Il Goldoni si accingeva ad abbandonare Venezia e le sue lagune; il dolore della partenza, ormai privo di ogni risentimento contro nemici e rivali, appare nella tenerezza che pervade qua e là i personaggi di Una delle ultime sere di carnovale e nel saluto che, nella stessa commedia, Anzoletto dà alla patria. La sera del martedì grasso (23 febbraio 1762) l'ultima recita si chiuse fra le grida della folla che augurava buon viaggio e felice ritorno al grande commediografo, e questi si sentì intenerire per tale dimostrazione: parte da Venezia nell'aprile, ma fu una partenza senza ritorno.

VI. Goldoni a Parigi.

Alla fine del 1761 al Goldoni, che era stato conosciuto a Parigi attraverso la rappresentazione alla Comédie italienne de Il figlio di Arlecchino perduto e ritrovato, arriva per mezzo di De Baschi, Ambasciatore di Francia a Venezia, una lettera di Zanuzzi "primo amoroso" della compagnia italiana a Parigi. Nella lettera Zanuzzi, confermando il vivo desiderio di vedere a Parigi il commediografo veneziano, "era incaricato dai primi gentiluomini della Camera del Re, ed ordinatori degli spettacoli di Sua Maestà, di propormi un impegno di due anni con onorevoli assegnamenti". Il Duca d’Aumont, primo gentiluomo della Camera del Re, spingeva perché partisse al più presto, dichiarandosi disposto a inviare una lettera formale alla Repubblica della Serenissima.

> _Obiettivo dichiarato_
Nel brano su Goldoni, in quale sera si chiuse l'ultima recita a Venezia? Il materiale non ha alcun ruolo in questo.

> _Dati registrati_
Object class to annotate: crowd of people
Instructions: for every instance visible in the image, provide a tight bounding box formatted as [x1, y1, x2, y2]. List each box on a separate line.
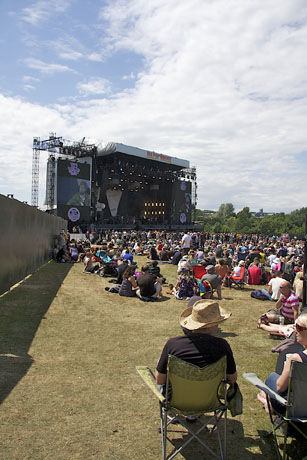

> _Risposta al compito_
La sera del martedì grasso, il 23 febbraio 1762.